Collection entries
↓

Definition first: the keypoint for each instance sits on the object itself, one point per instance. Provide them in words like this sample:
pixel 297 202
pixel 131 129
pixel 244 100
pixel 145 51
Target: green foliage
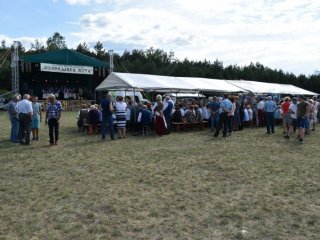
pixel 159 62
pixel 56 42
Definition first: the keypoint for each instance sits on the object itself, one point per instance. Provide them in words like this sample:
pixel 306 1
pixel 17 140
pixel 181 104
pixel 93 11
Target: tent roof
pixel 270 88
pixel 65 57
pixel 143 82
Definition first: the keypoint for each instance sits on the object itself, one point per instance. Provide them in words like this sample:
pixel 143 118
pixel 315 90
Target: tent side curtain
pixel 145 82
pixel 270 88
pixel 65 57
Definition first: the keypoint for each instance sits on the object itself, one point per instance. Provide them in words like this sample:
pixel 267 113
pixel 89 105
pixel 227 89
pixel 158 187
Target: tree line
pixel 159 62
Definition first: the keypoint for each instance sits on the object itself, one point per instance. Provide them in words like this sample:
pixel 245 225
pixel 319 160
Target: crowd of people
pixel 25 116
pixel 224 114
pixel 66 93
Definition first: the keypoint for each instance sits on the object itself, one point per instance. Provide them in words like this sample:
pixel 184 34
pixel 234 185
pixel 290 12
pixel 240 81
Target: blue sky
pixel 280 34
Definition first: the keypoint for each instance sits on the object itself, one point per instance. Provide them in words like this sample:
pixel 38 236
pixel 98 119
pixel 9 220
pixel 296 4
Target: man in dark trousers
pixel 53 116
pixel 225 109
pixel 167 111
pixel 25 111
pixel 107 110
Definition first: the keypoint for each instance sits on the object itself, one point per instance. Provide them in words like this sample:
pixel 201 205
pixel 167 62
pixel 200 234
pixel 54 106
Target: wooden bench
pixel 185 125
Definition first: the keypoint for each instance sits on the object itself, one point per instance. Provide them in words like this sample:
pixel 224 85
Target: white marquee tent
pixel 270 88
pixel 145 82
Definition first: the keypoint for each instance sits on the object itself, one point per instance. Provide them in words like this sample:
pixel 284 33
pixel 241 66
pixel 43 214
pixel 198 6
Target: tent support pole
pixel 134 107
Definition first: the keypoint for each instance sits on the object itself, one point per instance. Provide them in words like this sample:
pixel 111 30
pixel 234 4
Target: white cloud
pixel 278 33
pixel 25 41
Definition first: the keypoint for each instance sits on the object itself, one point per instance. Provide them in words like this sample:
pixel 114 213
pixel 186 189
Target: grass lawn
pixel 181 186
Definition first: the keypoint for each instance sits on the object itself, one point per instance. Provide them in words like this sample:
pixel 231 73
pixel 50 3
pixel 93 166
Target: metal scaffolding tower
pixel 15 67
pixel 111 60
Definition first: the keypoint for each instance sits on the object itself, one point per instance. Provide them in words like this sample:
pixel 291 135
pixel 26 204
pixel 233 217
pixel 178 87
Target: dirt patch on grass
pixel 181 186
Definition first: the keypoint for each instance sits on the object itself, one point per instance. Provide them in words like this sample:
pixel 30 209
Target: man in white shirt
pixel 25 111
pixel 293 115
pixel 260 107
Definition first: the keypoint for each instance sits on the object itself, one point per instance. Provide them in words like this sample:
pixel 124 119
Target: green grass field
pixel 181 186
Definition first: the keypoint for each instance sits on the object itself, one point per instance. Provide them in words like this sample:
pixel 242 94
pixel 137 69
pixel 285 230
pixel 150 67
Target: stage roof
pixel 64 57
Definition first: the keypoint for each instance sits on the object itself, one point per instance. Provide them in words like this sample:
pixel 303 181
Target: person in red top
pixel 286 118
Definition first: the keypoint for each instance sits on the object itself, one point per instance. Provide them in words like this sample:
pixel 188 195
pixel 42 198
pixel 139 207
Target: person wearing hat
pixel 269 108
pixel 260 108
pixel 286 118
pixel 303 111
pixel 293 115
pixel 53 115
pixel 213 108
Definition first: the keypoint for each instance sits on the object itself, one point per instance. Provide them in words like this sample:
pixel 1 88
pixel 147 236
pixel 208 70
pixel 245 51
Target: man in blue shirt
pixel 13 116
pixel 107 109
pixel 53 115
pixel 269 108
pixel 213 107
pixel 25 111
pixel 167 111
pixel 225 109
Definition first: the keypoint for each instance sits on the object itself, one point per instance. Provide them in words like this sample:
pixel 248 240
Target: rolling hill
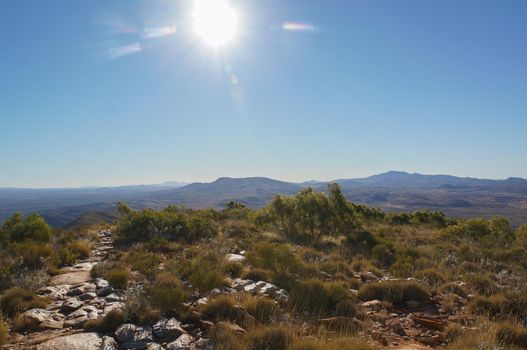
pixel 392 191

↑
↓

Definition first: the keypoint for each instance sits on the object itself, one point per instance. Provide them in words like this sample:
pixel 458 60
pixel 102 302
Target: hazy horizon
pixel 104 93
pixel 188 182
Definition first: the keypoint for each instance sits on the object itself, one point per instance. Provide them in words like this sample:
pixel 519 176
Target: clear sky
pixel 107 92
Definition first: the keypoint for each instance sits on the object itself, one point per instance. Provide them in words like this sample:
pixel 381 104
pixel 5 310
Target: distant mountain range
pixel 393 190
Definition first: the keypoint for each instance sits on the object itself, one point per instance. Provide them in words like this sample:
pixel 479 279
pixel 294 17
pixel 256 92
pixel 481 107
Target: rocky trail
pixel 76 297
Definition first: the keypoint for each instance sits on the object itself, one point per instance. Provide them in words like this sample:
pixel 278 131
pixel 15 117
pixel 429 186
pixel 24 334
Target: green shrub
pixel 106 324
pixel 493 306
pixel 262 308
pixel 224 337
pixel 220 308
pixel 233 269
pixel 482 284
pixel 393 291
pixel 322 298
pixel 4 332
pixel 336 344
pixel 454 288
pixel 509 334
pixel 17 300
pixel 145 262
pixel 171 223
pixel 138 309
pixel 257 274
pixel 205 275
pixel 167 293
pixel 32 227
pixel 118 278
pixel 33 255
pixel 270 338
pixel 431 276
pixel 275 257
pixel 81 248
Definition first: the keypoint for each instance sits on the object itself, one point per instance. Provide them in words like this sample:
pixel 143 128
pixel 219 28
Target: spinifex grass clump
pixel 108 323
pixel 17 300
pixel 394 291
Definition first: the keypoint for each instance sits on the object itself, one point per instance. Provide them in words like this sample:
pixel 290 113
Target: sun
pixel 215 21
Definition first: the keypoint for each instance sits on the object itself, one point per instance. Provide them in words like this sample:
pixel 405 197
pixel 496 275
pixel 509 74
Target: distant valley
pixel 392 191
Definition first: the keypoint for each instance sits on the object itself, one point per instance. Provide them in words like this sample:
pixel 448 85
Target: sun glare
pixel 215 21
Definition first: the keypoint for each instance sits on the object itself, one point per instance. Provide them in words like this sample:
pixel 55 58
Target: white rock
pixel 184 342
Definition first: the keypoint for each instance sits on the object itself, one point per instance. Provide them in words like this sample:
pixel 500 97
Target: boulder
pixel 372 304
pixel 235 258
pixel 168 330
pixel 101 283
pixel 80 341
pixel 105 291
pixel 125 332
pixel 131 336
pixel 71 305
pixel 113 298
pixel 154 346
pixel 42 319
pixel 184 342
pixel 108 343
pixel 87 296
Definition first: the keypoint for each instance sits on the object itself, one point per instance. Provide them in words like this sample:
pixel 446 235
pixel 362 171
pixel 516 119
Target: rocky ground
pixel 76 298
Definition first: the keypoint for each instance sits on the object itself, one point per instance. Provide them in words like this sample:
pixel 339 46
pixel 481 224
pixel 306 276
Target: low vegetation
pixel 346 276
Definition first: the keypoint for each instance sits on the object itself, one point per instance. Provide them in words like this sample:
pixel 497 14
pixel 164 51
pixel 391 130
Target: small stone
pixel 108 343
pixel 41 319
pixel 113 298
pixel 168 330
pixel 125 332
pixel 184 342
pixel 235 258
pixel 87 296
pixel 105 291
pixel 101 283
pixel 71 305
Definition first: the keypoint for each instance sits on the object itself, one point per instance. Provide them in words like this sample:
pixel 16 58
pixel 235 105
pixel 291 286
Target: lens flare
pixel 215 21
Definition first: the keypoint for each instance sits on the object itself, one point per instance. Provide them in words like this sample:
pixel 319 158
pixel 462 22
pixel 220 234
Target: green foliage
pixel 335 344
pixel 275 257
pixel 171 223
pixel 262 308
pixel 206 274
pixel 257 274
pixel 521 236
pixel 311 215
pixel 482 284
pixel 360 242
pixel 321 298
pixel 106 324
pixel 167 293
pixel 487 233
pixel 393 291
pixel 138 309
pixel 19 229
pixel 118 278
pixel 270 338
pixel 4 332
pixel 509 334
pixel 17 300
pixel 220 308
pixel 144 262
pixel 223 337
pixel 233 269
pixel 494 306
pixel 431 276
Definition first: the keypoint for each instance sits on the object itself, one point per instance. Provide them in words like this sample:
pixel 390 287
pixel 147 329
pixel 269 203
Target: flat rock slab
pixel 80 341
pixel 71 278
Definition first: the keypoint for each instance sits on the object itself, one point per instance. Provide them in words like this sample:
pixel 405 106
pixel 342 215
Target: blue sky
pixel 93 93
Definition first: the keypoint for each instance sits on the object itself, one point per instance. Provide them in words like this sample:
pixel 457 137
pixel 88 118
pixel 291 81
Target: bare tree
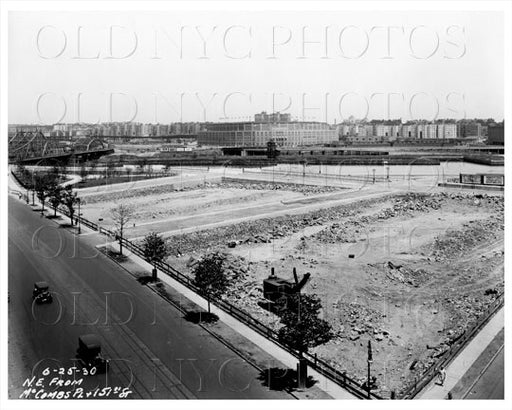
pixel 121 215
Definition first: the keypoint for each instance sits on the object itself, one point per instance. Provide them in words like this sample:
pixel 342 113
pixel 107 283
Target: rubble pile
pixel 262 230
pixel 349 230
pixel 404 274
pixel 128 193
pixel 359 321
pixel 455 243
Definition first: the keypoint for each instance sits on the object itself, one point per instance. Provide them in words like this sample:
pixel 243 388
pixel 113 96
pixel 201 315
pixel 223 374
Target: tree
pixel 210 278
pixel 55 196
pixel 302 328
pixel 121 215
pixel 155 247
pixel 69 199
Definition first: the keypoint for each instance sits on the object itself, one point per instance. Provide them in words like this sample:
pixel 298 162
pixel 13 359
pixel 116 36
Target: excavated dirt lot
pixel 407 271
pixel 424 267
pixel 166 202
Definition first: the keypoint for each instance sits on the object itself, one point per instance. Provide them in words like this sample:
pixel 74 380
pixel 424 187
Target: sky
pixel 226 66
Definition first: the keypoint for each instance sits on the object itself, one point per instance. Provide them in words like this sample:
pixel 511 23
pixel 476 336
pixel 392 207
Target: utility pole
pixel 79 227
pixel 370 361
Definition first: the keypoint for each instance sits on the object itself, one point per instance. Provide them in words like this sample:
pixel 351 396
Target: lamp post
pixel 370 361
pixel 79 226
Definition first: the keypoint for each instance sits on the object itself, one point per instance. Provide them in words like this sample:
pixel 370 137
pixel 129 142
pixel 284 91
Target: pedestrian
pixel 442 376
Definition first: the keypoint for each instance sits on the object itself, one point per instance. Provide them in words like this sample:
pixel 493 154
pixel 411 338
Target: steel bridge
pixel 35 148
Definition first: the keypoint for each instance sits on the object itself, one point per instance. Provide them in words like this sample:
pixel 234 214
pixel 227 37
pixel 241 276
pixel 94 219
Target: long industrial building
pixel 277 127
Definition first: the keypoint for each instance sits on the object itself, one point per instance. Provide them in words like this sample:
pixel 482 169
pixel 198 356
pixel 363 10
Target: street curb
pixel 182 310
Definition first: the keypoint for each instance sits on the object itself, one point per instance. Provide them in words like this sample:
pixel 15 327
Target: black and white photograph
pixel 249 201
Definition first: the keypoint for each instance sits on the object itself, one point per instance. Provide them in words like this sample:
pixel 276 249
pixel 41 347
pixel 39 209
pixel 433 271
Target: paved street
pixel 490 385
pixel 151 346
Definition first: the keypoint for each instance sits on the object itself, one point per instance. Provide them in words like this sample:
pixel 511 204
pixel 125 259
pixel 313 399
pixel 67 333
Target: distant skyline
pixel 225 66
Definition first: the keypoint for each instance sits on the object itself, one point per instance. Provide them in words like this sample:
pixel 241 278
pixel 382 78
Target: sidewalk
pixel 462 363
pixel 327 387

↑

Starting with the line above that holds "pixel 424 187" and stopping with the line that holds "pixel 411 338", reproduce each line exactly, omitting all other lines.

* Finished task *
pixel 424 187
Target: sky
pixel 226 66
Definition first: the keypoint for each instance sits on the object itself, one point per instance. Provide them in words like this sample:
pixel 511 23
pixel 476 336
pixel 392 207
Target: utility pole
pixel 79 227
pixel 370 361
Definition first: the keypoint for each instance sits on the object itself, one point per instance. Provide them in words like this sample:
pixel 351 396
Target: lamp post
pixel 370 361
pixel 79 226
Definition first: the keypoint for each instance sits on the object itself, one point per instance. Provide them in words like this sample:
pixel 370 137
pixel 129 142
pixel 284 91
Target: pedestrian
pixel 442 376
Definition first: the keypoint for each instance sits on the object itself, one point per instance. Provide them in words like this sample:
pixel 493 154
pixel 411 338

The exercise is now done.